Goal a:
What options appear on the "Views:" line of the message about online verification of checksums?

Text shown:
Re: Online verification of checksums

From: Michael Banck <michael(dot)banck(at)credativ(dot)de>
To: Stephen Frost <sfrost(at)snowman(dot)net>
Cc: Robert Haas <robertmhaas(at)gmail(dot)com>, PostgreSQL Hackers <pgsql-hackers(at)lists(dot)postgresql(dot)org>
Subject: Re: Online verification of checksums
Date: 2019-03-03 10:51:48
Message-ID: 1551610308.4947.34.camel@credativ.de
Views: Raw Message | Whole Thread | Download mbox | Resend email
Thread:
Lists: pgsql-hackers

Hi,

Am Samstag, den 02.03.2019, 11:08 -0500 schrieb Stephen Frost:h
> * Michael Banck (michael(dot)banck(at)credativ(dot)de) wrote:
> > Am Freitag, den 01.03.2019, 18:03 -0500 schrieb Robert Haas:
> > > On Tue, Sep 18, 2018 at 10:37 AM Michael Banck
> > > <michael(dot)banck(at)credativ(dot)de> wrote:
> > > > I have added a retry for this as well now, without a pg_sleep() as well.

Material supplied:

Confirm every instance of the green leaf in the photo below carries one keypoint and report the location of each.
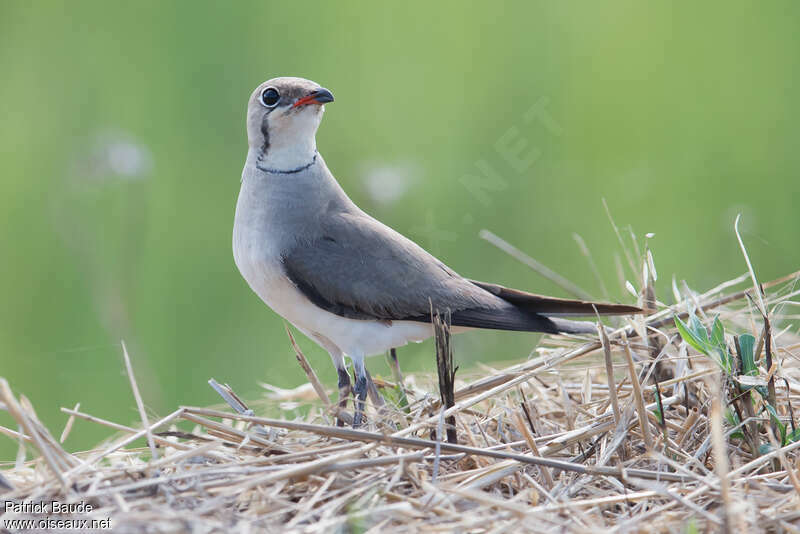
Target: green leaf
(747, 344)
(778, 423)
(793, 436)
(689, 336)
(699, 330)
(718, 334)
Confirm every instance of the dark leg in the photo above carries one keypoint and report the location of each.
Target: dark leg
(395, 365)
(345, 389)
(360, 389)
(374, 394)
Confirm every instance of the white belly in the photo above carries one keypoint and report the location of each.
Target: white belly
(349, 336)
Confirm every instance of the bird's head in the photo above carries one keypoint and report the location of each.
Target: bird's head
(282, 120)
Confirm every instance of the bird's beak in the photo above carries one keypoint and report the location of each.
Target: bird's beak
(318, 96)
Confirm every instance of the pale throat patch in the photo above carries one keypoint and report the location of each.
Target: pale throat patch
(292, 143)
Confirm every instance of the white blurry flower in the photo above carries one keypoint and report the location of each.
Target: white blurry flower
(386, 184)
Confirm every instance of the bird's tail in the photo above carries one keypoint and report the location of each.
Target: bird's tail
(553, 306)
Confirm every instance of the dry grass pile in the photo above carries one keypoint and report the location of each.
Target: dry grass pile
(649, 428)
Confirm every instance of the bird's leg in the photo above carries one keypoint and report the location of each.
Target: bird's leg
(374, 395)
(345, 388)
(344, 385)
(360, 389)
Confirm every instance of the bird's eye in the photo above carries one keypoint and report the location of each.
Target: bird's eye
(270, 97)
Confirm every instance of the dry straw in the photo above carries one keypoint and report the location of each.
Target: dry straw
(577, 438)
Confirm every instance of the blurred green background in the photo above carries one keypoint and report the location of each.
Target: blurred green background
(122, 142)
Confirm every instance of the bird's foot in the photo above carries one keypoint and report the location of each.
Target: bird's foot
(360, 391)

--

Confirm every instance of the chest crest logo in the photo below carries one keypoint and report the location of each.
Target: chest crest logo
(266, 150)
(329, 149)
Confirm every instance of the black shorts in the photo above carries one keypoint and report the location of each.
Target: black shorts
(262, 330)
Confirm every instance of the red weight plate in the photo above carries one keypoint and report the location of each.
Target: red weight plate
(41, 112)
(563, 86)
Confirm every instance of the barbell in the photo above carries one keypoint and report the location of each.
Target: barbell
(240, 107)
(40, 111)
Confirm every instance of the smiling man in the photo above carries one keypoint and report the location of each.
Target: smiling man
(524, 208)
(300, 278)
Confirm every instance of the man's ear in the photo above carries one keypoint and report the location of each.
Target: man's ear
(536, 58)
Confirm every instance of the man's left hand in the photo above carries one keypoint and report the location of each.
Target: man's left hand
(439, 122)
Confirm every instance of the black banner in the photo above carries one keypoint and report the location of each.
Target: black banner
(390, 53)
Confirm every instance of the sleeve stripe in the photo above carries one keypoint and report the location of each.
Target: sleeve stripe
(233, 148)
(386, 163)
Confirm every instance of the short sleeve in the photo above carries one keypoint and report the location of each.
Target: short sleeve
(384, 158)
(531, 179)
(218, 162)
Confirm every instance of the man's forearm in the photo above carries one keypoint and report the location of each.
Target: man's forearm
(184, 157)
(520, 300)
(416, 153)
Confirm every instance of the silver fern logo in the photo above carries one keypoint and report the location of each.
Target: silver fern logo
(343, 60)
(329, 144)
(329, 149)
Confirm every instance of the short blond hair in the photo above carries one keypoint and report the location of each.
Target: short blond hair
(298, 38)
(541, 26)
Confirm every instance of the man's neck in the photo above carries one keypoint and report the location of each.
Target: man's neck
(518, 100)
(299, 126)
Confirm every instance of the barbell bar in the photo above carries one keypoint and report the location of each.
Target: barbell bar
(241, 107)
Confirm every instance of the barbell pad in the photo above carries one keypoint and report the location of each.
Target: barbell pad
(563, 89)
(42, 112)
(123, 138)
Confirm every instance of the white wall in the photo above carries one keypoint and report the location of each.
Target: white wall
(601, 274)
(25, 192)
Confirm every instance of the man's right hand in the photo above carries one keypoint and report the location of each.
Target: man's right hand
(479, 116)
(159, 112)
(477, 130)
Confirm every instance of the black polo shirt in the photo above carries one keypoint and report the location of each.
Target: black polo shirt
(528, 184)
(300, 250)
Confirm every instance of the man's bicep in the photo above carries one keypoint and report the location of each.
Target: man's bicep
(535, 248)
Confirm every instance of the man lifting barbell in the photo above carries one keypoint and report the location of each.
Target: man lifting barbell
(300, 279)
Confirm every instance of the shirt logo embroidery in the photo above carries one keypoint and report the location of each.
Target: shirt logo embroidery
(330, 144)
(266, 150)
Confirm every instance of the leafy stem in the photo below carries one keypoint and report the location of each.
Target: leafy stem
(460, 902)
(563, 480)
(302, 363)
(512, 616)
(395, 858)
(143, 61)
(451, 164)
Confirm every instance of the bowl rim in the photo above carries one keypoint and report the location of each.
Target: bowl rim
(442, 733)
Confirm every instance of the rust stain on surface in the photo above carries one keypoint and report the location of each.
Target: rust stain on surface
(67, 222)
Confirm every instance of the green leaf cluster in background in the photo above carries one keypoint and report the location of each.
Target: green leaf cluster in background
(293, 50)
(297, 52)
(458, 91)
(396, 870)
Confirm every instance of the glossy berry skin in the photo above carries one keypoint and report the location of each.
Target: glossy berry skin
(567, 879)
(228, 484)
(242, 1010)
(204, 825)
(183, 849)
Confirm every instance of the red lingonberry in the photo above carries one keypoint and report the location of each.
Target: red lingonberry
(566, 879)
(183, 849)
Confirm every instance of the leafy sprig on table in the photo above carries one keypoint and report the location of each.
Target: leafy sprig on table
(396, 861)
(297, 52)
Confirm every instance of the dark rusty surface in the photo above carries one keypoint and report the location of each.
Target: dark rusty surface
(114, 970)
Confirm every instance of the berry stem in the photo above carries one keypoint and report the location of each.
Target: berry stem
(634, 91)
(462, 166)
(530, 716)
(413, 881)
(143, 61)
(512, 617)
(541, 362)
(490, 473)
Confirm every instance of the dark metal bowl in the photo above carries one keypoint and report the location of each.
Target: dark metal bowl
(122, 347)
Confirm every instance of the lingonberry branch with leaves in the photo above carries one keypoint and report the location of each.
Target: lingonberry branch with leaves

Goal b:
Which lines in the listing contain the word "crest"? Copy each of them.

Task result a:
Raw Message, Whole Thread, Download mbox, Resend email

Task result b:
Confirm every instance of the chest crest logo in the photo below carries one keypoint and report the location of each.
Target: chest crest logo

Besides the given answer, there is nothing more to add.